> _Work task_: Say how many lines of the material below contain the word "object", with no other words.

--- Exercise inputs Enclosed Below ---

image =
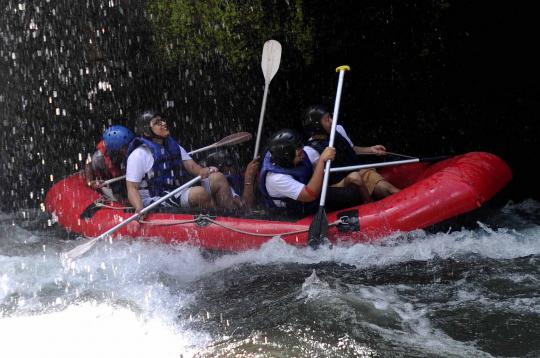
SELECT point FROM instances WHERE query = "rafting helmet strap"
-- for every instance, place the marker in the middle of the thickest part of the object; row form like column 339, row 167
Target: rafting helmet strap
column 311, row 120
column 283, row 147
column 143, row 124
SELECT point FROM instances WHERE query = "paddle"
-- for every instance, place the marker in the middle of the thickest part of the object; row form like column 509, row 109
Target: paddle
column 387, row 164
column 270, row 64
column 81, row 249
column 235, row 138
column 318, row 229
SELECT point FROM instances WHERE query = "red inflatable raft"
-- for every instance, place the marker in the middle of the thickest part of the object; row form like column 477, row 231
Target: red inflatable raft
column 431, row 193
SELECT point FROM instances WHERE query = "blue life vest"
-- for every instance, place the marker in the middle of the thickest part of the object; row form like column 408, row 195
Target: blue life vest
column 168, row 172
column 236, row 182
column 301, row 173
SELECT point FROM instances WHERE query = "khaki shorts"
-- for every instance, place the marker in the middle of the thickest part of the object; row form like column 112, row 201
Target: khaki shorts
column 371, row 178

--- End of Enclosed Exercise inputs ---

> _Your response_: 5